The records below hold a stretch from the line with "In the photo above, where can the white dress" through the line with "In the photo above, where can the ceiling"; return exactly those lines, ends included, and nothing more.

--- Provided information ---
= = = = =

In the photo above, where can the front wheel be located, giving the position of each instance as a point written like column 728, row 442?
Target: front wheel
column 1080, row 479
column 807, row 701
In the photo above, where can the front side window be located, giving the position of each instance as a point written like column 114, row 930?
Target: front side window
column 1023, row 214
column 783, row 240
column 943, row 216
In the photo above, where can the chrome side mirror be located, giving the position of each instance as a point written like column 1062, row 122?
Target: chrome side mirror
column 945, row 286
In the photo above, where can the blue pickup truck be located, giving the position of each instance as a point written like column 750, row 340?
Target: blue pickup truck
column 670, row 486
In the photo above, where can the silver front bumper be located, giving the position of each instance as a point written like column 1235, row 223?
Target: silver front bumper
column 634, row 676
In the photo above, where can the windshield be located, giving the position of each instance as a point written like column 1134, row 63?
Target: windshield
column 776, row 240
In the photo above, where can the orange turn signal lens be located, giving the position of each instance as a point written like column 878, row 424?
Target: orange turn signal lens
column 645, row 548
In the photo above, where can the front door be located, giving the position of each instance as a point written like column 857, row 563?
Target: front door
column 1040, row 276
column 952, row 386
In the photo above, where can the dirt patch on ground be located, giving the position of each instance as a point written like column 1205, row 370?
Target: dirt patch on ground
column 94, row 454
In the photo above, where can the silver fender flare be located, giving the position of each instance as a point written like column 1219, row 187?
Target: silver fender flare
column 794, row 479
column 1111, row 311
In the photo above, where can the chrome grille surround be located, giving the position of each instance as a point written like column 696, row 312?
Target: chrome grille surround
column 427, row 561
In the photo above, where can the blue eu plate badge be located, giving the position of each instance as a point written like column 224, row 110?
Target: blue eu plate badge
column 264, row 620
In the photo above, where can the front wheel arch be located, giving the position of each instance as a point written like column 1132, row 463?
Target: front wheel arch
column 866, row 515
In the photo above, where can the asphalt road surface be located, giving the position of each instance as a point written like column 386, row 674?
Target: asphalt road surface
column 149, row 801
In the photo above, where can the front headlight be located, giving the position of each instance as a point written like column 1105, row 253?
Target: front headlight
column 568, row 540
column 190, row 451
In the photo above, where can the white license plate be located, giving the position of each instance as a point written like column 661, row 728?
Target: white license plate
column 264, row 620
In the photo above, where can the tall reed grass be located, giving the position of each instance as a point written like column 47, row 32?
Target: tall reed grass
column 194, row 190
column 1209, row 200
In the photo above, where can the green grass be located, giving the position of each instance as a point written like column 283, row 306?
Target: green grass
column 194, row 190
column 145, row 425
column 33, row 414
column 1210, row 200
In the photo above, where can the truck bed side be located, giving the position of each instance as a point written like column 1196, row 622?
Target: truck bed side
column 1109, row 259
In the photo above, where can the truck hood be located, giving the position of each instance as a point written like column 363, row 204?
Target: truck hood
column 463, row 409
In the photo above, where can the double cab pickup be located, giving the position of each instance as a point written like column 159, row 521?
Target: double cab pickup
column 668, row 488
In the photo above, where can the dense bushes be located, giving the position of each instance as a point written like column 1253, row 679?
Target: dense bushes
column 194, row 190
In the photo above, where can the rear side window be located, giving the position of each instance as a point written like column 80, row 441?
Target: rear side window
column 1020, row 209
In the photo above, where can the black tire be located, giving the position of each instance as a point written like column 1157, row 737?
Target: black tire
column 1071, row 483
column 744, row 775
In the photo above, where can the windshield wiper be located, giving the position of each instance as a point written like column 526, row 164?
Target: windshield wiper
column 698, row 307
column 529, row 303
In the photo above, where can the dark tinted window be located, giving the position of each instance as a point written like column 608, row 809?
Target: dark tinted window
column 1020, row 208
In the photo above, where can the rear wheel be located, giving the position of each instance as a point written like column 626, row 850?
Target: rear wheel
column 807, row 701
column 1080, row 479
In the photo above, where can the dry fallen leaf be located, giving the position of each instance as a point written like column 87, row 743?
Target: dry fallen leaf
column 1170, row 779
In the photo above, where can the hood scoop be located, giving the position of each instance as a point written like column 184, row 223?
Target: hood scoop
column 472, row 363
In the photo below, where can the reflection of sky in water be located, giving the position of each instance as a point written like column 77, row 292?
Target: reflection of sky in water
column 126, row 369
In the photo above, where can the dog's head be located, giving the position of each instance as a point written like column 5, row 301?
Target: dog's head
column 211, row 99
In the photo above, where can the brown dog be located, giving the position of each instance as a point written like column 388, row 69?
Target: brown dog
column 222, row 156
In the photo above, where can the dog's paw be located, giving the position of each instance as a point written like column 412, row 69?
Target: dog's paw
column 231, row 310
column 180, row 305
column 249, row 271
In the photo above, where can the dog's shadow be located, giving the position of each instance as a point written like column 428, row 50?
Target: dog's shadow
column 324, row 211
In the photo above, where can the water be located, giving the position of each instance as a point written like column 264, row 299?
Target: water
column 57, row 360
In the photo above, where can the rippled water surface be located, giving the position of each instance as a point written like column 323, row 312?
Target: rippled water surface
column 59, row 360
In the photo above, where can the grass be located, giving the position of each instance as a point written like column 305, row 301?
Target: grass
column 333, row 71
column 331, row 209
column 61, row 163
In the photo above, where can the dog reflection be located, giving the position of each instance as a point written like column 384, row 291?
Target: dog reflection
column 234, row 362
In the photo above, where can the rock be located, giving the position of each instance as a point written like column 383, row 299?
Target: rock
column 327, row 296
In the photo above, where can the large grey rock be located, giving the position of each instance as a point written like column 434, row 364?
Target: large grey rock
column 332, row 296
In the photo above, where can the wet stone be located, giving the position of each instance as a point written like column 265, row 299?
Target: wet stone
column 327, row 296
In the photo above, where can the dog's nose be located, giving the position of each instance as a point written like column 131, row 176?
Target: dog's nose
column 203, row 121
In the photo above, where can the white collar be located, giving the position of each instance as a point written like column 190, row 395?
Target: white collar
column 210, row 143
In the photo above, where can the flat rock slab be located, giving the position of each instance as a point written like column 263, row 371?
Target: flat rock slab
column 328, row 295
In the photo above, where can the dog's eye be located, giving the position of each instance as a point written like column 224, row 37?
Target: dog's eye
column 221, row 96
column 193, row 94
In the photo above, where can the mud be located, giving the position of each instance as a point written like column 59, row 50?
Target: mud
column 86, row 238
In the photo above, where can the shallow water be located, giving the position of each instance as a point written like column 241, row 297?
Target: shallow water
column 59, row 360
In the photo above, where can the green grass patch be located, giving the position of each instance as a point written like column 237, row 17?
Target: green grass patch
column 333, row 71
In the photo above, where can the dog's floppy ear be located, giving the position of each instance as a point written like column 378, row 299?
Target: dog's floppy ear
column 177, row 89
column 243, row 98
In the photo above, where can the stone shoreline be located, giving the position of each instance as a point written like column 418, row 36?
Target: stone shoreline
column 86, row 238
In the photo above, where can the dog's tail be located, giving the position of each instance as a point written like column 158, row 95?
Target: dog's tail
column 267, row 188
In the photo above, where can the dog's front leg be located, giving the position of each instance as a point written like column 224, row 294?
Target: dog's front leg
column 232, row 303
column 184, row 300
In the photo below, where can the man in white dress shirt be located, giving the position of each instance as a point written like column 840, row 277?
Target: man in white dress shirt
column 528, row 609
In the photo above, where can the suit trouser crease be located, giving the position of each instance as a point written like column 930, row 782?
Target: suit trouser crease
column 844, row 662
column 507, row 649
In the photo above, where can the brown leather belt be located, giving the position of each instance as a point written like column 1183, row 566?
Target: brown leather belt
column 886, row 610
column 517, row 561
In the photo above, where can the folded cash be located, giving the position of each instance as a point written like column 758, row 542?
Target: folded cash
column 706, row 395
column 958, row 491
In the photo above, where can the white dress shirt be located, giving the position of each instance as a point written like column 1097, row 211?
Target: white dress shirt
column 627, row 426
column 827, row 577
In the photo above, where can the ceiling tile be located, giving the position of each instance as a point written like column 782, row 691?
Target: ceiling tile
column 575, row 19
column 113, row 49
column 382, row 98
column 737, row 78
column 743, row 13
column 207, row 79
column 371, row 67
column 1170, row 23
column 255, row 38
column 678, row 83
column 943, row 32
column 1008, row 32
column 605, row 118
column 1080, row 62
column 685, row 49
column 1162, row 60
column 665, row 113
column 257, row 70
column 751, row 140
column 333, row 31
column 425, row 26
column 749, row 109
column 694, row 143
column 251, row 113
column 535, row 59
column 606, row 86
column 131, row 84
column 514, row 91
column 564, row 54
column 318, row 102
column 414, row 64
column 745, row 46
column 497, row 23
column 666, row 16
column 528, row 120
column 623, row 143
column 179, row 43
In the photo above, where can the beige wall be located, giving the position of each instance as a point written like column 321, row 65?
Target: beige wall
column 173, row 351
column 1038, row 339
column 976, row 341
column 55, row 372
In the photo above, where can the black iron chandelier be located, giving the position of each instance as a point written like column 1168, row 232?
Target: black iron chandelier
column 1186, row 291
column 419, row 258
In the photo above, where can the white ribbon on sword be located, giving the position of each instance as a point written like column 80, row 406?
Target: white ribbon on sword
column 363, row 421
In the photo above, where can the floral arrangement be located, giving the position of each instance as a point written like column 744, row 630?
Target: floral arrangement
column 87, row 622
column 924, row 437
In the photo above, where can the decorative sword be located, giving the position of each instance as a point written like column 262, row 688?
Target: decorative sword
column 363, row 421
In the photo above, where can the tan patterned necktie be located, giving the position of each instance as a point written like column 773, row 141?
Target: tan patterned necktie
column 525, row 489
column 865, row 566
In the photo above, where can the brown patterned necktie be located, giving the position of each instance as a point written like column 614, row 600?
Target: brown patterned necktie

= = = = =

--- Written answer ---
In the photo above, where can the white dress shirt be located, giving the position of each instance as a point written like column 1097, row 211?
Target: white dress shirt
column 627, row 426
column 827, row 577
In the photo above, where can the ceiling tile be located, giving the position of each instance as a point written like column 782, row 691?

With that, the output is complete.